What needs to be done: Copy every line of the records below, requests included, and increase each point coordinate in the answer outlines by 52. Keep the requests and their layout samples unchanged.
──────── Data to process ────────
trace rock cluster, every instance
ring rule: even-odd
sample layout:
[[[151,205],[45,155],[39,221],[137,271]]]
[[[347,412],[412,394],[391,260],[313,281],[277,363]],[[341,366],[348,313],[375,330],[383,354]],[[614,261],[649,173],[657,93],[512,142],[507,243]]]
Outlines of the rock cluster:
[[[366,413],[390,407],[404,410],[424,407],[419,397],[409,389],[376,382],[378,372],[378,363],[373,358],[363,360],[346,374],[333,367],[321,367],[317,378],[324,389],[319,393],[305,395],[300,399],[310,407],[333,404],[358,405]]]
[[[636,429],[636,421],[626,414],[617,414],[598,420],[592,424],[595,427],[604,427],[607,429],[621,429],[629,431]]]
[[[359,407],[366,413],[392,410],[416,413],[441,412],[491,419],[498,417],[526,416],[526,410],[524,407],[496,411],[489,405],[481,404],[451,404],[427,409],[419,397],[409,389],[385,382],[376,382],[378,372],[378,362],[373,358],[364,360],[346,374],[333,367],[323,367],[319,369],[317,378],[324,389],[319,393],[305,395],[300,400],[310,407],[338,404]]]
────────
Answer:
trace rock cluster, every instance
ring rule: even-odd
sample layout:
[[[151,205],[45,155],[39,221],[137,271]]]
[[[347,412],[412,394],[391,260],[313,281],[277,363]],[[341,366],[348,313],[375,330],[383,354]],[[614,261],[649,173],[657,93],[512,142],[507,243]]]
Outlines of the rock cluster:
[[[418,465],[442,459],[456,462],[476,459],[471,449],[461,441],[428,434],[430,424],[430,415],[425,410],[415,412],[398,426],[385,419],[373,419],[369,430],[376,441],[371,445],[357,447],[352,451],[362,459],[385,456],[410,457]]]
[[[688,481],[688,473],[678,466],[669,466],[650,472],[644,476],[647,479],[656,479],[659,481],[673,481],[681,483]]]
[[[411,459],[418,465],[444,462],[468,465],[493,464],[543,471],[550,469],[578,468],[578,462],[576,459],[548,463],[541,457],[533,456],[503,456],[479,461],[471,449],[461,441],[437,434],[428,434],[430,424],[430,414],[425,410],[416,412],[398,426],[385,419],[375,419],[371,421],[369,430],[376,441],[371,445],[357,447],[352,452],[362,459],[390,456]]]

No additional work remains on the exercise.